[begin Input records]

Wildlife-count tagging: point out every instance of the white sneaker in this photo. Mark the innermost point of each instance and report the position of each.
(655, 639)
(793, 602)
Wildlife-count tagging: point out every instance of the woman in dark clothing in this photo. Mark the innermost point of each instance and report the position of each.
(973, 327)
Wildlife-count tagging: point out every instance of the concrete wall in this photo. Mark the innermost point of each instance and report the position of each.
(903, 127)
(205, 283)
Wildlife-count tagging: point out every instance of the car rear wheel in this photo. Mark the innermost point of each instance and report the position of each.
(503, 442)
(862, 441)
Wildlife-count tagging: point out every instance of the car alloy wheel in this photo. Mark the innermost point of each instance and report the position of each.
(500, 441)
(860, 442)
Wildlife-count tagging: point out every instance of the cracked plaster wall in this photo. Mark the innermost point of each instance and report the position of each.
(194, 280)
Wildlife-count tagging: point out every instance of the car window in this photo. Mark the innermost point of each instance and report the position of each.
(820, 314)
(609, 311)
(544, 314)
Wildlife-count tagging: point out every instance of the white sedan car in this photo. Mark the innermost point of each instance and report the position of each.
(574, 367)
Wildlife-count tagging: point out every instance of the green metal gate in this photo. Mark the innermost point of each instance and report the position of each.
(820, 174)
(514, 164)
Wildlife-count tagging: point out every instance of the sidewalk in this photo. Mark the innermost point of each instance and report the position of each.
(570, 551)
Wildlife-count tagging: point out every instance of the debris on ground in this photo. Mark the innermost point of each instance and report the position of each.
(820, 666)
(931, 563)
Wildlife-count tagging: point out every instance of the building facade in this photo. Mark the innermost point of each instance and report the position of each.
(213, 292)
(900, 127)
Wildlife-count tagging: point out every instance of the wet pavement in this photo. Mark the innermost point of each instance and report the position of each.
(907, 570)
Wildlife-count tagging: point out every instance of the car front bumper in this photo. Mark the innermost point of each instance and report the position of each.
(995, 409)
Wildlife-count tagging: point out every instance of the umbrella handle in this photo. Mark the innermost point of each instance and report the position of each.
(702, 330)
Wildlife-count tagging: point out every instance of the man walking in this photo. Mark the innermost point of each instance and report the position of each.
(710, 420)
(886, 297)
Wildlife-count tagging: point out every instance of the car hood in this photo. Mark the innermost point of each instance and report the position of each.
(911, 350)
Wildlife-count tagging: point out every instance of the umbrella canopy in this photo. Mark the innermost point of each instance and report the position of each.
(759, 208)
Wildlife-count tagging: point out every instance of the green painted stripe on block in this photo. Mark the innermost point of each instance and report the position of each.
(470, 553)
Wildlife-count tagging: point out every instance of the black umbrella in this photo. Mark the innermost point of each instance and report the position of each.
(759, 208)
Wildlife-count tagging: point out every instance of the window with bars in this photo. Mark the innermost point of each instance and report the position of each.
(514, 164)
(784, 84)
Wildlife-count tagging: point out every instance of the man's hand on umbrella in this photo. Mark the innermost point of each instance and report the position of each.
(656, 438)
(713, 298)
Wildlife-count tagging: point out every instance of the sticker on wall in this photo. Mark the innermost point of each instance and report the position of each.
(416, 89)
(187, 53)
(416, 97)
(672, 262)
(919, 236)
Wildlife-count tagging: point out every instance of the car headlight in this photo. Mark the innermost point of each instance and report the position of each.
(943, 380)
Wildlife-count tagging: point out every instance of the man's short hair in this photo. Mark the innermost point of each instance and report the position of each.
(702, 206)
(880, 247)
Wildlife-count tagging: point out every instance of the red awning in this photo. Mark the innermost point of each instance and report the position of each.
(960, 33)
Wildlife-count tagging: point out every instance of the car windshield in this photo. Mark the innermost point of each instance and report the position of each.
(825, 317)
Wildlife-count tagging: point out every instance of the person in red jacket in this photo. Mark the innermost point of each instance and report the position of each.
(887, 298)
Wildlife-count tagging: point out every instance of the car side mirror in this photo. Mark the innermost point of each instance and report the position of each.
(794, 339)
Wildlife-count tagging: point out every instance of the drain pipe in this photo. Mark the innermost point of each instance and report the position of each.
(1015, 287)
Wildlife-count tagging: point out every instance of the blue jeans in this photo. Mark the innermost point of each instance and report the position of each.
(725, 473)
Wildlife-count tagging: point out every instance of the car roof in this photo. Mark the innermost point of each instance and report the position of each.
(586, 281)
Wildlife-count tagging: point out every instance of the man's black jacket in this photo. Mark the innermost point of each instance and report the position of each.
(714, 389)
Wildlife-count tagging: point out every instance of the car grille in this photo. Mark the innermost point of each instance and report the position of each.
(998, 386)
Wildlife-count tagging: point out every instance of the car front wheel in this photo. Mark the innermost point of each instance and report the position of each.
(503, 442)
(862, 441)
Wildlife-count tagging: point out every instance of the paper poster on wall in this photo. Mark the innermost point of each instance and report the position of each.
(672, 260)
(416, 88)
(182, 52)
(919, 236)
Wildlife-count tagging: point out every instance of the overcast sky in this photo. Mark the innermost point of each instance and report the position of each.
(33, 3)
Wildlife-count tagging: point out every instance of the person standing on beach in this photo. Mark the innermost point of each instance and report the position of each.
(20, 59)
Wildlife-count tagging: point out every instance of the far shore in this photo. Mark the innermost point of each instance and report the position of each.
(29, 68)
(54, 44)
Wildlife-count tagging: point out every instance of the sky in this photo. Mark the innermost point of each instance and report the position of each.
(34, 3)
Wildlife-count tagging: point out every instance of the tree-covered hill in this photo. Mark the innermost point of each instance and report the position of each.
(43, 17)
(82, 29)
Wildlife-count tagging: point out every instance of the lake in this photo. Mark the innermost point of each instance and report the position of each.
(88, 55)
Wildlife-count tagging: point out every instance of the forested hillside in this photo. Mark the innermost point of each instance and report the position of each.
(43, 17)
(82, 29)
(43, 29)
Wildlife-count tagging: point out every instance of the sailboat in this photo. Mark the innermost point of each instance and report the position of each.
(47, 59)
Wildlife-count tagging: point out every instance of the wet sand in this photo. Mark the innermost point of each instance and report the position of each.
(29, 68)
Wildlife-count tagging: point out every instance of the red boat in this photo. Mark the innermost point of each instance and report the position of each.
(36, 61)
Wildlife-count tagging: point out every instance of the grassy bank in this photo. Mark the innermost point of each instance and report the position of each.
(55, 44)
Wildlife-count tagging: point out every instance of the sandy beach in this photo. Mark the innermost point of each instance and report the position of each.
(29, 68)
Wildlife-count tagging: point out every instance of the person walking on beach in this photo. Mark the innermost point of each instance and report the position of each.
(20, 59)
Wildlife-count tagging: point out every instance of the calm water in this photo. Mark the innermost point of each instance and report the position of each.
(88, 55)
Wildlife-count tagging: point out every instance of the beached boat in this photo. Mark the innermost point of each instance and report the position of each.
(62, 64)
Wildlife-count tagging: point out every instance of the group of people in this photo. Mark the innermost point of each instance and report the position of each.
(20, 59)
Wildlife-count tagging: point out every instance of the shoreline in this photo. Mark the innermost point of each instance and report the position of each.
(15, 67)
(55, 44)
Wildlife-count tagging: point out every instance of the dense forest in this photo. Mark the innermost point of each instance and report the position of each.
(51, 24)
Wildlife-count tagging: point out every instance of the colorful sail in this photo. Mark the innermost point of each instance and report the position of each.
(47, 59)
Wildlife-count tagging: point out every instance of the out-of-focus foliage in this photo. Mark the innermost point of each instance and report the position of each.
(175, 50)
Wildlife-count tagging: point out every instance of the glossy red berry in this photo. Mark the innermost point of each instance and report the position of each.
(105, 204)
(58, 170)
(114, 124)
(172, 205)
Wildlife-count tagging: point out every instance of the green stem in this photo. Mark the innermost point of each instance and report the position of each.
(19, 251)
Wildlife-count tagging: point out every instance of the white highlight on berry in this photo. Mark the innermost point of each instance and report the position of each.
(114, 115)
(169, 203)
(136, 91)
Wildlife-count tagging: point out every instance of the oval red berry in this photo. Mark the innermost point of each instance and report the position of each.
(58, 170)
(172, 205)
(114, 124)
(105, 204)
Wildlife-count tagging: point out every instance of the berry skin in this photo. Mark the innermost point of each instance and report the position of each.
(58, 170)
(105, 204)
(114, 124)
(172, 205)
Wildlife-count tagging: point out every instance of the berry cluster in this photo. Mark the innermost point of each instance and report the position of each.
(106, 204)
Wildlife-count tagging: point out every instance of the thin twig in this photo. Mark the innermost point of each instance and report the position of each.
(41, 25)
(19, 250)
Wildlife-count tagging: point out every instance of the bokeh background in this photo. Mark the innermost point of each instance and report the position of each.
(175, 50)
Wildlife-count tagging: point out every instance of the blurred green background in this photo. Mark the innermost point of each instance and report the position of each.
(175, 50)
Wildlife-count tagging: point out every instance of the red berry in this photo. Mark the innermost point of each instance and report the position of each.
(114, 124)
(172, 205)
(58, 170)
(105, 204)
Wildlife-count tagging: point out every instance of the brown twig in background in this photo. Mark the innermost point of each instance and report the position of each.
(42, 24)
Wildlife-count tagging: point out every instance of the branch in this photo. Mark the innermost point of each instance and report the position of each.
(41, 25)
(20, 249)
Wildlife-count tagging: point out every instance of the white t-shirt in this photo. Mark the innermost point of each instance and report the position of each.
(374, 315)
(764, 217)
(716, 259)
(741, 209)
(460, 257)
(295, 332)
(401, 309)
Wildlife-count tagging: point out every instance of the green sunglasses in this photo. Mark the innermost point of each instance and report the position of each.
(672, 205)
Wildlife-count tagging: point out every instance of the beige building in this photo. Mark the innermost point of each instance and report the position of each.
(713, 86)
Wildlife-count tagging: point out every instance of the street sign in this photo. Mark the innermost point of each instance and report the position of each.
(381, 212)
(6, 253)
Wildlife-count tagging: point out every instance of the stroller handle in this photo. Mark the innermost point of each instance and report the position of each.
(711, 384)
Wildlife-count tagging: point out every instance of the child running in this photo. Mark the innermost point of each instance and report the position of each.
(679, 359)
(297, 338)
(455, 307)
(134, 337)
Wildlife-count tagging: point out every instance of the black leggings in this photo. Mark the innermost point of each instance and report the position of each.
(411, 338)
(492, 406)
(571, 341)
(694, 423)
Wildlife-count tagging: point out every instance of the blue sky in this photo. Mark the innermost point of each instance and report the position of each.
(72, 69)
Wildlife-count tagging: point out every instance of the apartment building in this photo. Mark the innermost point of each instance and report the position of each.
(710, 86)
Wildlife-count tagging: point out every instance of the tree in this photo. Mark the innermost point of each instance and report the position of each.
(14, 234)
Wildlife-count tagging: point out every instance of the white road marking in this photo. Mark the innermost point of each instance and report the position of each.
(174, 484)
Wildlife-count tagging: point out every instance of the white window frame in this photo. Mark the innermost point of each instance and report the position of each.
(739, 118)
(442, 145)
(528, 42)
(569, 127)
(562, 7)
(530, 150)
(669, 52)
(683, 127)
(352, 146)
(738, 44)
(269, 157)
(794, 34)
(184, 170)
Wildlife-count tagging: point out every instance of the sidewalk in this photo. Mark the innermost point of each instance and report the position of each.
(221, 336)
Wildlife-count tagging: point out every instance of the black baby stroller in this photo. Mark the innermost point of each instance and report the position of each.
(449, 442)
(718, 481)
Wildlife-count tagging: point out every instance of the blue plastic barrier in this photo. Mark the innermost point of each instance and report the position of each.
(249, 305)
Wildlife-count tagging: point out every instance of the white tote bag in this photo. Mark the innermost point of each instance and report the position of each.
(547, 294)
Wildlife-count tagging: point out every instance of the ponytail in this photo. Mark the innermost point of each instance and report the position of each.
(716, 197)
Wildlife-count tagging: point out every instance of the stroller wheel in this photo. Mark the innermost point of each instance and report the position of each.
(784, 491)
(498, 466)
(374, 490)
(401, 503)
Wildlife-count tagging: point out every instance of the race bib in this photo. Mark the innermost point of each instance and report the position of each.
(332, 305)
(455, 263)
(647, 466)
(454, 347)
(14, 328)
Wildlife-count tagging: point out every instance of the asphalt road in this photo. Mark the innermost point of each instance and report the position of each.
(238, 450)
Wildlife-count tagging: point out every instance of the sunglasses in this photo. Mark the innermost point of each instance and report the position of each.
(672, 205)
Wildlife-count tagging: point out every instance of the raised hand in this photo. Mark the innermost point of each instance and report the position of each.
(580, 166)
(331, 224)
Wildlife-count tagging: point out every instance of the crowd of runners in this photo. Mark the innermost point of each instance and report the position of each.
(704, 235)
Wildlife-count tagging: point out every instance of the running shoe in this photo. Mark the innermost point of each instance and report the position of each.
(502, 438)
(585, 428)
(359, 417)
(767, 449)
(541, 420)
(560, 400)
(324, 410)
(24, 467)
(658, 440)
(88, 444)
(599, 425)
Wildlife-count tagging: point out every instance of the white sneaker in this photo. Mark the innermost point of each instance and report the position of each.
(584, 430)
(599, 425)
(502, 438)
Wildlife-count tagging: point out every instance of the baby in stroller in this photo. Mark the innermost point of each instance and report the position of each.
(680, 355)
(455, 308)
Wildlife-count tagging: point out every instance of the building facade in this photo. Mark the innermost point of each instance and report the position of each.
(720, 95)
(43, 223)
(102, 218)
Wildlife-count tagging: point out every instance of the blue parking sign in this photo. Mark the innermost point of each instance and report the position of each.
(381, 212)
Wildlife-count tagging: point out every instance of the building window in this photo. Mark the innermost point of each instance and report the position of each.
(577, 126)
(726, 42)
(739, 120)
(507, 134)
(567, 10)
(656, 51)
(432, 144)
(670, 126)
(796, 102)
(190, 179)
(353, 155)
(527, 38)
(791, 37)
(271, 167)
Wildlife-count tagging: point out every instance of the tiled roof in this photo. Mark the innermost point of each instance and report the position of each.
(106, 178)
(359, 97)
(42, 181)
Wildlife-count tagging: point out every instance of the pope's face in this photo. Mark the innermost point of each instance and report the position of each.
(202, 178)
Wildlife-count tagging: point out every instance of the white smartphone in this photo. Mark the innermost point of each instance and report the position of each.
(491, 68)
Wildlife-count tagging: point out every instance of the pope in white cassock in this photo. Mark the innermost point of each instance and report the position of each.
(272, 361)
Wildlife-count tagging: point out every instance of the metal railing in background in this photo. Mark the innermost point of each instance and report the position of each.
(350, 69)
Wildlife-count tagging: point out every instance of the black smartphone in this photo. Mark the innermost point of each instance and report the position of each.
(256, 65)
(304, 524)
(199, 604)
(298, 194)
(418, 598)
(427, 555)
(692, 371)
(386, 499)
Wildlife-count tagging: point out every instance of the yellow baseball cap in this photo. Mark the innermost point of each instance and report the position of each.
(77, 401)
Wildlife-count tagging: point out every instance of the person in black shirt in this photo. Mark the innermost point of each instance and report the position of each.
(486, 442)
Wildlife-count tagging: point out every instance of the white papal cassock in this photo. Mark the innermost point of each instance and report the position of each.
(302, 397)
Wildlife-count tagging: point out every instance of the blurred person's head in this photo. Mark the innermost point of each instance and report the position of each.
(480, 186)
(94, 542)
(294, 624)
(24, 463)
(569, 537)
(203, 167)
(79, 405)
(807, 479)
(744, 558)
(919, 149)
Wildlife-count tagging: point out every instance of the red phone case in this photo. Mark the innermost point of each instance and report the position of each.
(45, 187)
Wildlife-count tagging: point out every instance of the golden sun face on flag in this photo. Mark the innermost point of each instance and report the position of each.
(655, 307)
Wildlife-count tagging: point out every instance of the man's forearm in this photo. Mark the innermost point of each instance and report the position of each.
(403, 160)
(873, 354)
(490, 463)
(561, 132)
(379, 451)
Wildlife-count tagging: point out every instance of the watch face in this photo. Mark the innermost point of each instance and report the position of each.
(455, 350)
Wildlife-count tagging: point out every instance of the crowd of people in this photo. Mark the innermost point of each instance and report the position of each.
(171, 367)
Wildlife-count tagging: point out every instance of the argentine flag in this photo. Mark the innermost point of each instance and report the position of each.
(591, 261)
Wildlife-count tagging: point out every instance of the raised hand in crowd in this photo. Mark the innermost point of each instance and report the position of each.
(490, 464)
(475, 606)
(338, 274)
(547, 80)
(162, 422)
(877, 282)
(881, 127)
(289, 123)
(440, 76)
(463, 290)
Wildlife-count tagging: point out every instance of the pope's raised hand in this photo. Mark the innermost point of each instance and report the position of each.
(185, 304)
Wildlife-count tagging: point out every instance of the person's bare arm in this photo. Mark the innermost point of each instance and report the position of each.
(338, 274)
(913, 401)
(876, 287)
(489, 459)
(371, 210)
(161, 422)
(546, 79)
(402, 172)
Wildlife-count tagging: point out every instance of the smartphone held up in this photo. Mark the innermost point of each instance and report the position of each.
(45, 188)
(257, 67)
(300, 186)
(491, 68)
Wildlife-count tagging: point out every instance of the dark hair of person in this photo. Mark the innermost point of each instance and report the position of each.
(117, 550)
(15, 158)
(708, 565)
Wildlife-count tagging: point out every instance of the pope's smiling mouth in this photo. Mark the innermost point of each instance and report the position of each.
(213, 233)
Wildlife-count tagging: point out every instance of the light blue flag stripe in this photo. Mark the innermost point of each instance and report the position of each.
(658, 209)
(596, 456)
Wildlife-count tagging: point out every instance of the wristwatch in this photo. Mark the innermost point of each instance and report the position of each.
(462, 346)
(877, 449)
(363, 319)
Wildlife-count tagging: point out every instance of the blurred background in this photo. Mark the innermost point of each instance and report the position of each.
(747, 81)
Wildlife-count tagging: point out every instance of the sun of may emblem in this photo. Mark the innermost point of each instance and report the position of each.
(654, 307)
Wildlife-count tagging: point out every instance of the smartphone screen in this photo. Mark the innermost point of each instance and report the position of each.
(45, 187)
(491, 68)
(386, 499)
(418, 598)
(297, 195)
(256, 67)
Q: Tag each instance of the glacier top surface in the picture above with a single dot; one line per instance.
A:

[end Input records]

Task directions
Repeat word for word every line from the one that holds "the pope's smiling" to the end. Both ends count.

Solved problem
Wildlife-count tagging: point out every instance of the pope's smiling mouth in this photo. Mark the innermost point of each instance and report the position of each.
(213, 233)
Wildlife-count tagging: point out every instance of the light blue flag stripe in this photo. Mark the innermost point of each instance and report the position of each.
(658, 209)
(596, 456)
Wildlife-count tagging: point out every instance of the wristwatch in this photo. Mark the innermost point of each instance and report the position of each.
(462, 346)
(877, 449)
(363, 319)
Wildlife-count tagging: point out every instance of the blurred background in this photo. Mark the innermost point of each instance and report the position of each.
(747, 81)
Wildlife-count tagging: point out every instance of the sun of may emblem in this photo. Mark the innermost point of each instance and report the position of each.
(654, 307)
Wildlife-count tagging: point out every instance of the smartphone screen in this photo. Mark the innermost point of each instance and report the position of each.
(45, 187)
(491, 68)
(386, 499)
(418, 598)
(297, 195)
(256, 67)
Q: Tag each instance of the glacier top surface in the picture above with a single dot; one line per instance.
A:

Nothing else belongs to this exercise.